RECORDED INFORMATION:
:::::
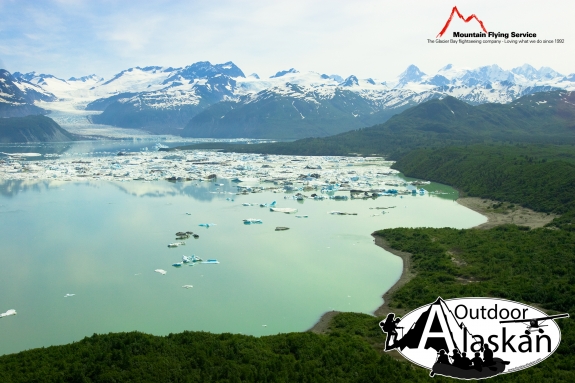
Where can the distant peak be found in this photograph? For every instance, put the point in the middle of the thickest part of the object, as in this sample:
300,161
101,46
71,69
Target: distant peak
:::::
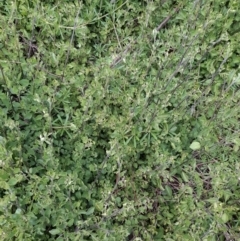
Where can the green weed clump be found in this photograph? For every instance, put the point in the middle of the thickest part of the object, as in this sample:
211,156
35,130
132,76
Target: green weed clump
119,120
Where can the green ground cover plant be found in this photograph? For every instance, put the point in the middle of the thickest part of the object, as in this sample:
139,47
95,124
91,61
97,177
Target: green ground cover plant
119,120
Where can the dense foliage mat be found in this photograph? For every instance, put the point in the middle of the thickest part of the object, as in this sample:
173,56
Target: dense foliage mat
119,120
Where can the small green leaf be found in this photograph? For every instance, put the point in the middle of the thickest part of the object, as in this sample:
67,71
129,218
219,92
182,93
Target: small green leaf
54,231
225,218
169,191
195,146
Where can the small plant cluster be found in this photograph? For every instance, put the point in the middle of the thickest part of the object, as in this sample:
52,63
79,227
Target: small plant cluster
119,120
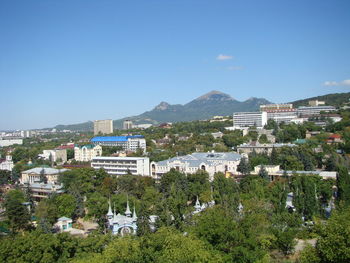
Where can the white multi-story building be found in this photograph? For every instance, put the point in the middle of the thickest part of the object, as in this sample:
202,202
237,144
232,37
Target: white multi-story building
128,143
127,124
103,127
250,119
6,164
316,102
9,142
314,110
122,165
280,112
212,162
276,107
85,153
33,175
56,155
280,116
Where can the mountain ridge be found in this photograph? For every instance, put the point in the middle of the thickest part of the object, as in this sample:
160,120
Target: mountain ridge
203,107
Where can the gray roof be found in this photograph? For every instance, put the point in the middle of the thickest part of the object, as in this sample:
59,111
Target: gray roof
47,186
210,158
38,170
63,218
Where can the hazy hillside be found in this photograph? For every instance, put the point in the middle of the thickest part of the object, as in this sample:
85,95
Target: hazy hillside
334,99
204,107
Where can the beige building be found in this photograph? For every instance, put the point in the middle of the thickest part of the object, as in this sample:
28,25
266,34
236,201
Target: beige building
:::::
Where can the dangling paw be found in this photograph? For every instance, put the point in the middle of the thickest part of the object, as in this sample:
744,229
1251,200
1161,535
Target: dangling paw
:::::
AIM OF THE EXERCISE: Rewrite everything from the line containing "Where can the distant" down to the line containing "Target: distant peak", with "thickest" replaced by "widest" and everything else left unchanged. Give only those lines.

RESULT:
Where can the distant peak be found in this photograph? For every instance, put the point in the middle of the widest part of the object, as in this sample:
300,161
101,46
71,69
Target: distant peak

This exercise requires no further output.